In order to visualize the sentiment scores in the context of location distributions of twitter users who tweet on those three topics. I am going to map based on the sentiment scores. The positive scores would be indicated by the red points and the negative scores would be indicated by the blue points. The absolute value of the sentiment scores would be shown by the size of the points on the map.
First, I created a U.S. map with the sentiment scores of all three hashtags. The map shows that the data are mostly scattered around California and East Coast. The map are generally covered by the red point, which means that customers hold a positive attitude toward Starbucks when they talk about those three topics. There are few blue point show on Inidana and Massachusetts. Thus, I will plot each topic’s sentiment scores on the second U.S. map to see which topic has the largest number of negative scores.
library(ggplot2)
library(ggmap)
## Google Maps API Terms of Service: http://developers.google.com/maps/terms.
## Please cite ggmap if you use it: see citation("ggmap") for details.
library(RgoogleMaps)
library(devtools)
library(maps)
##
## Attaching package: 'maps'
## The following object is masked from 'package:plyr':
##
## ozone
library(mapdata)

____________

> _Work instructions_
Can you transcribe the sentiment-mapping text from "## Google Maps" to "library(devtools)"? Nothing here requires the listing.

> _Supplied material_

____________

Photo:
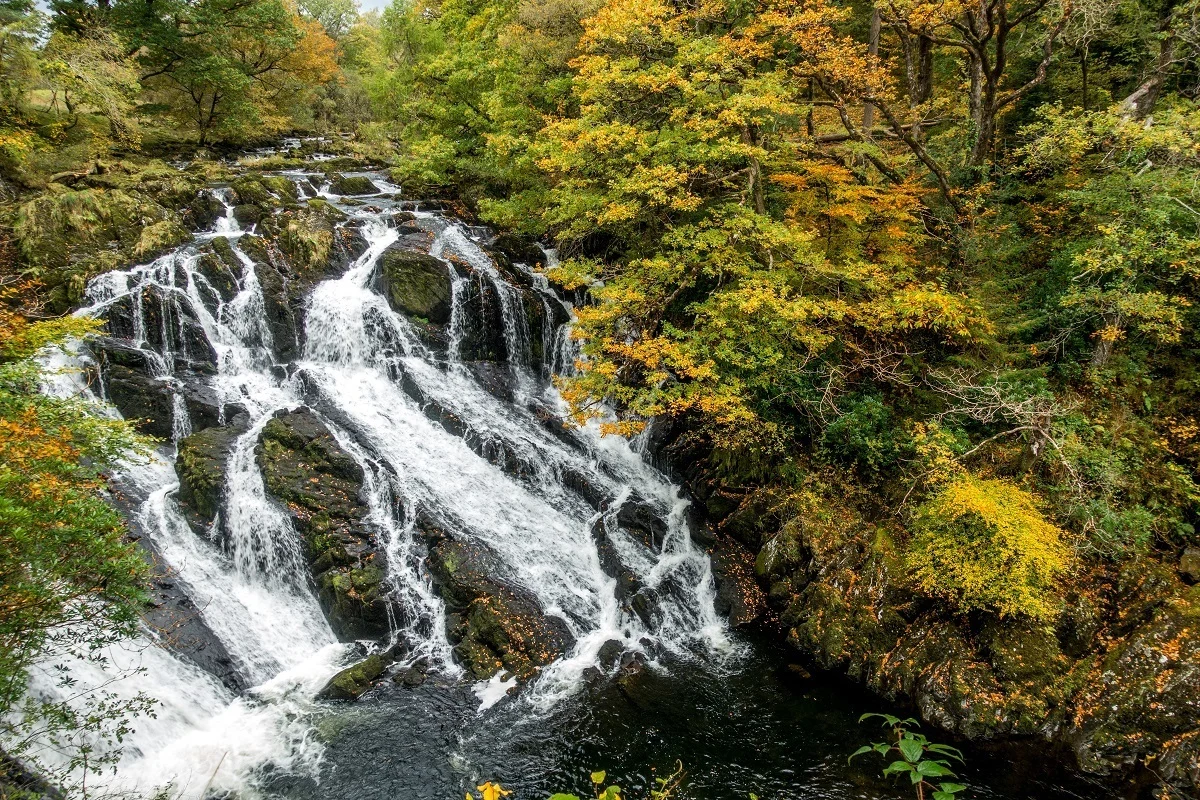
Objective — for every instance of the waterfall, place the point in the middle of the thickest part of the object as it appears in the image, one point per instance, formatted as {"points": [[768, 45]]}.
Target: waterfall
{"points": [[501, 481]]}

____________

> _Reply to the task_
## Google Maps API Terms of Service: http://developers.google.com/maps/terms.
## Please cite ggmap if you use it: see citation("ggmap") for details.
library(RgoogleMaps)
library(devtools)